- SOURCE TEXT
..........

You will need to understand how to use both Groups and Get/Set Smart Code in order to use Internet (or thin client) Smart Code because Groups, along with their getters and setters, are the nuts and bolts of all types of Smart Code. Information on these subjects is found in:

  1. The grouping together of widgets is described in Chapter 15, "Groups", starting on page 479.
  2. Chapter 16, "Get/Set Smart Code", starting on page 487 describes the Get/Set Smart Code which provides you with toolkit-independent wrappers for the widgets in your design.
The "Go Live" feature allows you to use Sun WorkShop Visual's dynamic display as a prototype client in order to test your interface on live data as you are developing it. The tutorial starting on page 540 shows you how to do this and how to generate the application using a very simple example.

The use of "Go Live" for Internet Smart Code prototyping is limited because you will need to write your own Receive Handler to process and act on the incoming data.

FIGURE  18-1 Internet Callback Application Structure


Internet and Thin Client

Internet and thin client Smart Code are similar:

They both use the toolkit-independent getters and setters.

..........

- WORK ITEM A
In the Smart Code passage, on which page does Chapter 16, "Get/Set Smart Code", start?
- WORK ITEM B
Output the Smart Code passage from "1. The grouping" up to and including "very simple example.", with no changes.
- WORK ITEM C
Pick up the Smart Code passage after its last sentence and continue writing it.

..........

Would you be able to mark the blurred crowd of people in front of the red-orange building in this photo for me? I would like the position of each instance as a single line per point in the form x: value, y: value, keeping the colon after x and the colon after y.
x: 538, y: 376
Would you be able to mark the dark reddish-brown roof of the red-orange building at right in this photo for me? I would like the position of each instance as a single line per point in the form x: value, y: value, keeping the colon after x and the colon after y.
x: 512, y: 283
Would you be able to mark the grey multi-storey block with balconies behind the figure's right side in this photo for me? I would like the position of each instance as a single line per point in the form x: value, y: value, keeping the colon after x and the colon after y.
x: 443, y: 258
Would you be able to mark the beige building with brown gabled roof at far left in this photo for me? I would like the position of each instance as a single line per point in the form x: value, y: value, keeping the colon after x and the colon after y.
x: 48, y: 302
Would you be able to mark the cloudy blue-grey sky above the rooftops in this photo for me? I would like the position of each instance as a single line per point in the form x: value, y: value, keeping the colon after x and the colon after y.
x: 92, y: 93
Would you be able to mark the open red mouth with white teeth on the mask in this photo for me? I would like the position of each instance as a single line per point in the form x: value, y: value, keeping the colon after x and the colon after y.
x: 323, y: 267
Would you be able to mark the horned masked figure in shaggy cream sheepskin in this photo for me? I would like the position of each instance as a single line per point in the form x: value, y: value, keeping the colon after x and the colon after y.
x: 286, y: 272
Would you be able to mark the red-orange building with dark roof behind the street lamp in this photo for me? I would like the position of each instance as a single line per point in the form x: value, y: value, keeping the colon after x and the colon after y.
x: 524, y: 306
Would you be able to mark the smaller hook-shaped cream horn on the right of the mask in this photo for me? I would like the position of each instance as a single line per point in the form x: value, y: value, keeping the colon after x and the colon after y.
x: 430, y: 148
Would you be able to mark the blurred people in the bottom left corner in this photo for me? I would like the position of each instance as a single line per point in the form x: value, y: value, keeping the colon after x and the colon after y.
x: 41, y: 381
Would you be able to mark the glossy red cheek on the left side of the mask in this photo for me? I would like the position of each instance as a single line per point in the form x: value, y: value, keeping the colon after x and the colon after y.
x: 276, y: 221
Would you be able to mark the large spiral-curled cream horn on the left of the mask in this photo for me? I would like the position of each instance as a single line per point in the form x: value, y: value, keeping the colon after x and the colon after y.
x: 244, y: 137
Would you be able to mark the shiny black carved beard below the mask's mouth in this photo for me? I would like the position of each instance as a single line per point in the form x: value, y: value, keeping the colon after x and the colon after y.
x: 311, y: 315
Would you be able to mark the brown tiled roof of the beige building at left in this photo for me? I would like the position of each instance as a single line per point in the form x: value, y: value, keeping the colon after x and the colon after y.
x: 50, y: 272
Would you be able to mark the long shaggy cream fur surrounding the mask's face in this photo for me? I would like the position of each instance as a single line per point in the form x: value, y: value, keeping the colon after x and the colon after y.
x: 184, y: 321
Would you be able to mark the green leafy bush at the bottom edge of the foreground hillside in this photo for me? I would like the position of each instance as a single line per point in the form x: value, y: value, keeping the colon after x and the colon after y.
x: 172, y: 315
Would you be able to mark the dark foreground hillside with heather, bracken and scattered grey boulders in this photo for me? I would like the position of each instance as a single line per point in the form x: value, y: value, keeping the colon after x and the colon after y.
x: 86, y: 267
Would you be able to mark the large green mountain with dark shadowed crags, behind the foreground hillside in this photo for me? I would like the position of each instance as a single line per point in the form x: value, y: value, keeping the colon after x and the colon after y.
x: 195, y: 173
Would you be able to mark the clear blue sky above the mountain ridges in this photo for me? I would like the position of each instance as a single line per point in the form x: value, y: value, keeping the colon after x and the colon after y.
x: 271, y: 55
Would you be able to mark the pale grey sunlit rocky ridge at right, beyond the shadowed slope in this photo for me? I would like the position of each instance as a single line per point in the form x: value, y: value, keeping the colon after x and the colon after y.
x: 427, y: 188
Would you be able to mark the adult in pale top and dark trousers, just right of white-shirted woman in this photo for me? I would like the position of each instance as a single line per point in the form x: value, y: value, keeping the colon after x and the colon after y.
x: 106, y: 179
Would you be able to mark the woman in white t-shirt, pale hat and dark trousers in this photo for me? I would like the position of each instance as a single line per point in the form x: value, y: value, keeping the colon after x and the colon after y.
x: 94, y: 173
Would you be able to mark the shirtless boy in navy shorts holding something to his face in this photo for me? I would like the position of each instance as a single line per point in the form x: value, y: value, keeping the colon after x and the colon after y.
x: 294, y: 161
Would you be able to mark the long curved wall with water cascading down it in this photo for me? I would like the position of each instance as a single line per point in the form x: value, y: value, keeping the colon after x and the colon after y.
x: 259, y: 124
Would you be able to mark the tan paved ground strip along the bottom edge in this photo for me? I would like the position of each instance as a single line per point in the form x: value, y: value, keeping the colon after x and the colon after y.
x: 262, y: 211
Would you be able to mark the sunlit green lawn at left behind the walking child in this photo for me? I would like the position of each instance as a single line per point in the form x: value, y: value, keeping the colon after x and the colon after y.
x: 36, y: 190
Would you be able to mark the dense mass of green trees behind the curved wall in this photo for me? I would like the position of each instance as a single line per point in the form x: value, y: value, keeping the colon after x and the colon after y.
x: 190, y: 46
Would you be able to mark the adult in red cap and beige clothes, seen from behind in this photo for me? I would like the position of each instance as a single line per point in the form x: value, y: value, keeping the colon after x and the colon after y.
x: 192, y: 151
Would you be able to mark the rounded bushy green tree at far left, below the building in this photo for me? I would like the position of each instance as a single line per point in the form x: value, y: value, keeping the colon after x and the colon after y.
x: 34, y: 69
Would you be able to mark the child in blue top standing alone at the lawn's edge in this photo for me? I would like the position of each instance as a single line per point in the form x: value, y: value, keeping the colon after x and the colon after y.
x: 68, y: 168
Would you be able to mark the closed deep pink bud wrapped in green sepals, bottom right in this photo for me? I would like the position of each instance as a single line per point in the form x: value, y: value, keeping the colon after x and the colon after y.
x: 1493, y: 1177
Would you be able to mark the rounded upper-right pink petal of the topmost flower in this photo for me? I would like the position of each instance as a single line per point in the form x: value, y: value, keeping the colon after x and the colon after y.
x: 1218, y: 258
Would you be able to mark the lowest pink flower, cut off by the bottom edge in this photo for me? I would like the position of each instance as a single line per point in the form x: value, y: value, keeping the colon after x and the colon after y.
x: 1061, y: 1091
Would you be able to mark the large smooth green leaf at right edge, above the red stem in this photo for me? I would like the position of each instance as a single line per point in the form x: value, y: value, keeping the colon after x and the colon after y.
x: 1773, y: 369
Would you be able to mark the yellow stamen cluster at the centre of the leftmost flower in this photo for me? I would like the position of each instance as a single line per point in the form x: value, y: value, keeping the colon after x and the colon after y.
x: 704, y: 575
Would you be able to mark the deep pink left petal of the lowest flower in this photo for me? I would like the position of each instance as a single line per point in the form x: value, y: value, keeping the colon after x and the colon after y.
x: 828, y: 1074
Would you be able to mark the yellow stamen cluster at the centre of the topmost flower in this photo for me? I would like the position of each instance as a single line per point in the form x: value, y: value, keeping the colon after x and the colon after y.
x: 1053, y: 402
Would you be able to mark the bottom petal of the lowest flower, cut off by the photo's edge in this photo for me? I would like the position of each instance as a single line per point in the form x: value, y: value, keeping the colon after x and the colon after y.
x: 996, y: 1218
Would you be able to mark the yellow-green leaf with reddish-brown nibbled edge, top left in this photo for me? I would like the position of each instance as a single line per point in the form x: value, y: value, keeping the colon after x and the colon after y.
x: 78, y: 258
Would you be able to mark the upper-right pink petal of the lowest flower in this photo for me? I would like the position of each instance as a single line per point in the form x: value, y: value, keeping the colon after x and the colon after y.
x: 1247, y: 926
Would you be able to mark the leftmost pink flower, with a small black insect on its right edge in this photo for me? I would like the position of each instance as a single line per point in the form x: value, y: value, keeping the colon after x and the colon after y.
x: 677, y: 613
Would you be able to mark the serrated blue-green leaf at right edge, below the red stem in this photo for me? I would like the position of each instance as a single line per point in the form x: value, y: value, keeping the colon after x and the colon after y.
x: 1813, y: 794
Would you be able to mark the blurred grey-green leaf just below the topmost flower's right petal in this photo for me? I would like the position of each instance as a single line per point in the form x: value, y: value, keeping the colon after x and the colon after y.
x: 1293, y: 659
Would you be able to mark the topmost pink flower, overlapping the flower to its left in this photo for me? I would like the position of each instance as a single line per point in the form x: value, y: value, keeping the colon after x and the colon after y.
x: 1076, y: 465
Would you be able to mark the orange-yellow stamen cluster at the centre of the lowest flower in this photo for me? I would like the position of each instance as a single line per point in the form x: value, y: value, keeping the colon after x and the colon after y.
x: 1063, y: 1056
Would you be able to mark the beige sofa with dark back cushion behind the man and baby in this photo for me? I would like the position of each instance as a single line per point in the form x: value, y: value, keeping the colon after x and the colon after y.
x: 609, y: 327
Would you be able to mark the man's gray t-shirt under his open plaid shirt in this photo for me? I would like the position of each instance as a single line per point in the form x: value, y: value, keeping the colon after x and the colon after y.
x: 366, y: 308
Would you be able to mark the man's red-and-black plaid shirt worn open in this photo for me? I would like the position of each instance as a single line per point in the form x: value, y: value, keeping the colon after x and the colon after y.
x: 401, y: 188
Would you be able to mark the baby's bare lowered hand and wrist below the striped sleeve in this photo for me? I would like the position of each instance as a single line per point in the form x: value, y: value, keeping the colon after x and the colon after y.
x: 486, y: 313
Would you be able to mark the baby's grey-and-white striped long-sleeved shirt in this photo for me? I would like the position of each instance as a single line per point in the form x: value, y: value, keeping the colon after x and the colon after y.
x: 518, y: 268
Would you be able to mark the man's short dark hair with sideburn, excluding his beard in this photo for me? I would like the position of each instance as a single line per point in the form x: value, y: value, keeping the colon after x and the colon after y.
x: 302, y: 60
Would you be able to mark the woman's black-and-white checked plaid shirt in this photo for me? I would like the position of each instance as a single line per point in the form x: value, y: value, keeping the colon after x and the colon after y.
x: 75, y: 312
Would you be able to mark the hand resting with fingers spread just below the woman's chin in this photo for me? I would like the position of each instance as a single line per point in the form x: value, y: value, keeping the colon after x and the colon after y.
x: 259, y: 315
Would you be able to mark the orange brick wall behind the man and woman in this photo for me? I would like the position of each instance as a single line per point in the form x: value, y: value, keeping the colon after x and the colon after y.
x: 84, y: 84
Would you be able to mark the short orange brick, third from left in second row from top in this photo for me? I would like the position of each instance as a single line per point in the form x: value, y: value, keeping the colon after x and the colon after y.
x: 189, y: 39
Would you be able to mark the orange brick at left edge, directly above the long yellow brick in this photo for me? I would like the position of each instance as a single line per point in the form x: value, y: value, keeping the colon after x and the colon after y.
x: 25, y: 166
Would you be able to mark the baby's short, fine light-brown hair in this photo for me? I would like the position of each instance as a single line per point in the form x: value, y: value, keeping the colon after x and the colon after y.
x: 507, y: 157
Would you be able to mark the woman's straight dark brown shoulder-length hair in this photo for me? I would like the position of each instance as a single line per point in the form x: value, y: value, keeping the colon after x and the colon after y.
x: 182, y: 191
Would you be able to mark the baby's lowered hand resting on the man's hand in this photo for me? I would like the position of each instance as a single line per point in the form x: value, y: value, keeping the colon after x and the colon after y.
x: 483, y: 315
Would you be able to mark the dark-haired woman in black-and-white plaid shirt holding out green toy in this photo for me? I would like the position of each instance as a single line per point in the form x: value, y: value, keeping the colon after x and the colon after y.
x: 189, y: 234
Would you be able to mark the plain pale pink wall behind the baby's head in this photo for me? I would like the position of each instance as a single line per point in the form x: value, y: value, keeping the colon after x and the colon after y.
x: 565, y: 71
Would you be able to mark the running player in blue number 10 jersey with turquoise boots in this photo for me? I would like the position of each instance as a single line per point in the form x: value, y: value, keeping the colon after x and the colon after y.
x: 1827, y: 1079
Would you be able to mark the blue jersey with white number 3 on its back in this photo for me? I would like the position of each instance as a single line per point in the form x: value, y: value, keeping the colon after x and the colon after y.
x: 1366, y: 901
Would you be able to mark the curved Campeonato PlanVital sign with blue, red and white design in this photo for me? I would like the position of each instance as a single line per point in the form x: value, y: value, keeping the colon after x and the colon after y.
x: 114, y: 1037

..........

- EXERCISE RESULT A
Page 487.

- EXERCISE RESULT B
1. The grouping together of widgets is described in Chapter 15, "Groups", starting on page 479.
  2. Chapter 16, "Get/Set Smart Code", starting on page 487 describes the Get/Set Smart Code which provides you with toolkit-independent wrappers for the widgets in your design.
The "Go Live" feature allows you to use Sun WorkShop Visual's dynamic display as a prototype client in order to test your interface on live data as you are developing it. The tutorial starting on page 540 shows you how to do this and how to generate the application using a very simple example.

- EXERCISE RESULT C
They both use HTTP (generated through the Sun WorkShop Visual URL API) as the means of communication.
They both make your design into a client application.
These similarities mean that parts of their user interface within Sun WorkShop Visual are shared. In order to use Internet, you may need to refer to the following sections which can be found in Chapter 17 "Thin Client Smart Code":

"Customizing the Server Connection" on page 516.
"Going Live" on page 524.
"Generated Code" on page 529.
Internet is, however, distinct from thin client:

For Internet Smart Code, no server application is generated.
The GET HTTP protocol is used for Internet Smart Code (rather than POST).
Because Internet designs are assumed to be thick clients, the way you structure them will be different.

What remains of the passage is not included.